§ EXERCISE INSTRUCTIONS
What follows is a listing to be transcribed exactly.

§ PROVIDED ENTRIES
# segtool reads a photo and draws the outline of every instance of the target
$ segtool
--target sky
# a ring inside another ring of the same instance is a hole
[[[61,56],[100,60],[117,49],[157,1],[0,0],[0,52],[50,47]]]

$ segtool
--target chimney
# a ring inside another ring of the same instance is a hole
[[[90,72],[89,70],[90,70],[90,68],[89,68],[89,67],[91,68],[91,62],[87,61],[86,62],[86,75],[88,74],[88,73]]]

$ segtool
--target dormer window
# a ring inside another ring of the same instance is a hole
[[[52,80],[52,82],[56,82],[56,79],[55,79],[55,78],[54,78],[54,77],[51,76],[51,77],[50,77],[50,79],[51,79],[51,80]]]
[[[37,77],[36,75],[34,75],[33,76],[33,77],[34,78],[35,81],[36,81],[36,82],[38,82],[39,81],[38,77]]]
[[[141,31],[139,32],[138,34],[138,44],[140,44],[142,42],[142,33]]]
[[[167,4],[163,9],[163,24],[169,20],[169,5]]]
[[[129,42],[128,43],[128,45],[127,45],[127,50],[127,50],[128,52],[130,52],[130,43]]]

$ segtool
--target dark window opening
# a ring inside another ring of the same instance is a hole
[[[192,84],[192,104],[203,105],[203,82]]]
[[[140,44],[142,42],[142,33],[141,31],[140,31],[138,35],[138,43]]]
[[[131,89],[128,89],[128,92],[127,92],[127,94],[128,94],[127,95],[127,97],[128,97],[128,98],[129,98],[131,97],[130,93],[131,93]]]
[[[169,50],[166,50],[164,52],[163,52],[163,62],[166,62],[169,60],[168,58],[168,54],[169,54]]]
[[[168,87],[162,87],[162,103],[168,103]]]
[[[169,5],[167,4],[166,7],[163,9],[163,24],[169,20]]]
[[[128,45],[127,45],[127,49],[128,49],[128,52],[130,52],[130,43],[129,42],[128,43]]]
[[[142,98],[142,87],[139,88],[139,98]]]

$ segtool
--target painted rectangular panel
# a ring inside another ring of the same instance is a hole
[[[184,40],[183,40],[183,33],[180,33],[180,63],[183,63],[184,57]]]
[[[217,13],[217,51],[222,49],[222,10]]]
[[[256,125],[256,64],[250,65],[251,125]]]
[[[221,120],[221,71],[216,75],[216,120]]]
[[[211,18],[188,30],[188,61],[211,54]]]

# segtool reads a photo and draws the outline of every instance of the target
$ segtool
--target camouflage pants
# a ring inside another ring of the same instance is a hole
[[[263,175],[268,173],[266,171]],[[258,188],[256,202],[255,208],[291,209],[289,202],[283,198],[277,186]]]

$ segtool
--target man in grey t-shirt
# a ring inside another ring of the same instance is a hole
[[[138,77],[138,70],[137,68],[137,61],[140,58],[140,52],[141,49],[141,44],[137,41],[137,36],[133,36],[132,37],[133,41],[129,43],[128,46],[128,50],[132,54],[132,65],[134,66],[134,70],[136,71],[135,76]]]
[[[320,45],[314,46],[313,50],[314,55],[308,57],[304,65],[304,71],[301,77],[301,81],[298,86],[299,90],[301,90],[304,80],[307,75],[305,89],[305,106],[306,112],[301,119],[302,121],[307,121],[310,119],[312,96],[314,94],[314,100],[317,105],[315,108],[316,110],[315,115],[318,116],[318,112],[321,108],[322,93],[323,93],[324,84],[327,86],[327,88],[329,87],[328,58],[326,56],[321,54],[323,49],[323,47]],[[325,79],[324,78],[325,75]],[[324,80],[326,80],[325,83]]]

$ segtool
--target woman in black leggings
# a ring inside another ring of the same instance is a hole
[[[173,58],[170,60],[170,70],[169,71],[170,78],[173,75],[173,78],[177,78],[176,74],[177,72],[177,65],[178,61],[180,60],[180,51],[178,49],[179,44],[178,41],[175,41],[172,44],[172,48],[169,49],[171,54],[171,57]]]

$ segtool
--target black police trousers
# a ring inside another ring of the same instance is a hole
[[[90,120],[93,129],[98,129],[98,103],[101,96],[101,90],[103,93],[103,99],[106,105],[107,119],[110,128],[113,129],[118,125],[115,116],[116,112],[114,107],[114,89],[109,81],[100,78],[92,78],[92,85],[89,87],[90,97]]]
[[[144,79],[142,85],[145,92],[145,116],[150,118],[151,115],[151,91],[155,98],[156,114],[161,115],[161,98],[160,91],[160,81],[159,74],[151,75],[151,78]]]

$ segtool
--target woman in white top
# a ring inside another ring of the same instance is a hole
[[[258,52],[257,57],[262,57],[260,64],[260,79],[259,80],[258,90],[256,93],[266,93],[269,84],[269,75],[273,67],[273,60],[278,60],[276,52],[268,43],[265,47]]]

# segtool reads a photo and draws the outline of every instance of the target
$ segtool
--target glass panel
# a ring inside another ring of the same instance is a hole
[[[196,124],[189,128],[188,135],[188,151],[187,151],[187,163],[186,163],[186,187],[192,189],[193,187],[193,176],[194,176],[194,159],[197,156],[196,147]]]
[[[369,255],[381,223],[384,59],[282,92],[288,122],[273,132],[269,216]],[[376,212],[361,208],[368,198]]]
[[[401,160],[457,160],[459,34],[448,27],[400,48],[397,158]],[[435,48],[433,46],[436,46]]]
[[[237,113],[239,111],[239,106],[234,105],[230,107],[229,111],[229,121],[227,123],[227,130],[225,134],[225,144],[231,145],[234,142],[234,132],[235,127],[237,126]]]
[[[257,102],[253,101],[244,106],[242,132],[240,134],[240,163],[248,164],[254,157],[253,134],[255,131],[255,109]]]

§ ANSWER
# segtool reads a photo and draws the outline of every instance of the target
$ segtool
--target sky
# a ring inside another ring of the same instance is a hole
[[[61,56],[100,60],[117,49],[157,1],[0,0],[0,52],[50,47]]]

$ segtool
--target chimney
# a ring inside another ring of the same instance is a hole
[[[90,72],[89,70],[90,70],[90,68],[89,68],[89,67],[91,68],[91,62],[87,61],[86,62],[86,75],[88,74],[88,73]]]

$ segtool
--target dormer window
# a ring inside another ring of the same instance is a hole
[[[52,80],[52,82],[56,82],[56,79],[55,79],[55,78],[54,78],[54,77],[51,76],[51,77],[50,77],[50,79],[51,79],[51,80]]]
[[[37,77],[36,75],[34,75],[33,76],[33,77],[34,78],[35,81],[36,81],[36,82],[38,82],[39,81],[38,77]]]
[[[141,31],[139,32],[138,34],[138,44],[140,44],[142,42],[142,33]]]
[[[167,4],[163,9],[163,24],[169,20],[169,5]]]
[[[129,42],[128,43],[128,45],[127,45],[127,50],[127,50],[128,52],[130,52],[130,43]]]

$ segtool
--target dark window opening
# a ring inside another ring of the same instance is a hole
[[[192,84],[192,104],[203,105],[203,82]]]
[[[140,44],[142,42],[142,33],[141,31],[140,31],[138,35],[138,43]]]
[[[131,89],[128,89],[128,92],[127,92],[127,94],[128,94],[127,95],[127,97],[128,97],[128,98],[129,98],[131,97],[130,93],[131,93]]]
[[[169,50],[166,50],[164,52],[163,52],[163,62],[166,62],[169,60],[168,58],[168,54],[169,54]]]
[[[168,87],[162,87],[162,103],[168,103]]]
[[[169,5],[167,4],[166,7],[163,9],[163,24],[169,20]]]
[[[128,45],[127,45],[127,49],[128,49],[128,52],[130,52],[130,43],[129,42],[128,43]]]
[[[142,98],[142,87],[139,88],[139,98]]]

$ segtool
--target painted rectangular panel
# a ring inside another ring of the same instance is a hole
[[[184,40],[183,40],[183,33],[180,33],[180,63],[183,63],[184,57]]]
[[[217,13],[217,51],[222,49],[222,10]]]
[[[256,125],[256,64],[250,65],[251,125]]]
[[[221,120],[221,71],[216,75],[216,120]]]
[[[211,18],[188,30],[188,61],[211,54]]]

# segtool reads a photo and draws the outline of every instance of the target
$ segtool
--target camouflage pants
# a ring inside another ring of the same instance is a hole
[[[263,175],[268,173],[266,171]],[[258,188],[256,202],[255,208],[291,209],[289,202],[283,198],[277,186]]]

$ segtool
--target man in grey t-shirt
# a ring inside another ring of the same instance is a hole
[[[138,77],[138,70],[137,68],[137,61],[140,58],[140,52],[141,49],[141,44],[137,41],[137,36],[133,36],[132,37],[133,41],[129,43],[128,46],[128,50],[132,54],[132,65],[134,66],[134,70],[136,71],[135,76]]]
[[[320,45],[314,46],[313,50],[314,55],[308,57],[304,65],[304,71],[301,77],[301,81],[298,86],[299,90],[301,90],[304,80],[307,75],[305,89],[305,106],[306,112],[301,119],[302,121],[307,121],[310,119],[312,96],[314,94],[314,100],[317,105],[315,108],[316,110],[315,115],[318,116],[318,112],[321,108],[322,93],[323,93],[324,84],[327,86],[327,88],[329,87],[328,58],[326,56],[321,54],[323,49],[323,47]],[[325,79],[324,78],[325,75]],[[324,80],[326,80],[325,83]]]

$ segtool
--target woman in black leggings
# a ring inside another ring of the same instance is a hole
[[[173,58],[170,60],[170,70],[169,71],[170,78],[173,75],[173,78],[177,78],[176,74],[177,72],[177,65],[178,61],[180,60],[180,51],[178,49],[179,44],[178,41],[175,41],[172,44],[172,48],[169,49],[171,54],[171,57]]]

$ segtool
--target black police trousers
# a ring inside another ring of the same instance is a hole
[[[90,120],[93,129],[98,129],[98,103],[101,96],[101,90],[103,93],[103,99],[106,105],[107,119],[110,128],[113,129],[118,125],[115,116],[116,112],[114,107],[114,89],[109,81],[100,78],[92,78],[92,85],[89,87],[90,97]]]
[[[144,79],[142,85],[145,92],[145,116],[150,118],[151,115],[151,91],[155,98],[156,114],[161,115],[161,98],[160,91],[160,81],[159,74],[151,75],[151,78]]]

$ segtool
--target woman in white top
# a ring inside another ring of the same instance is a hole
[[[258,52],[257,57],[262,57],[260,64],[260,79],[259,80],[258,90],[256,93],[266,93],[269,84],[269,75],[273,67],[273,60],[278,60],[276,52],[268,43],[265,47]]]

# segtool reads a photo and draws the outline of every instance of the target
$ segtool
--target glass panel
# a ring inside another ring of the same instance is a hole
[[[196,124],[189,128],[188,135],[188,151],[187,151],[187,163],[186,163],[186,187],[192,189],[193,187],[193,176],[194,176],[194,159],[197,156],[196,147]]]
[[[369,255],[381,223],[384,59],[282,92],[288,122],[273,132],[269,216]],[[376,212],[361,208],[368,198]]]
[[[401,160],[457,160],[459,34],[448,27],[400,48],[397,158]],[[435,48],[433,46],[436,46]]]
[[[237,113],[239,111],[239,106],[234,105],[230,107],[229,111],[229,121],[227,123],[227,130],[225,134],[225,144],[231,145],[234,142],[234,132],[235,127],[237,126]]]
[[[257,102],[253,101],[244,106],[242,132],[240,134],[240,163],[248,164],[254,157],[253,134],[255,131],[255,109]]]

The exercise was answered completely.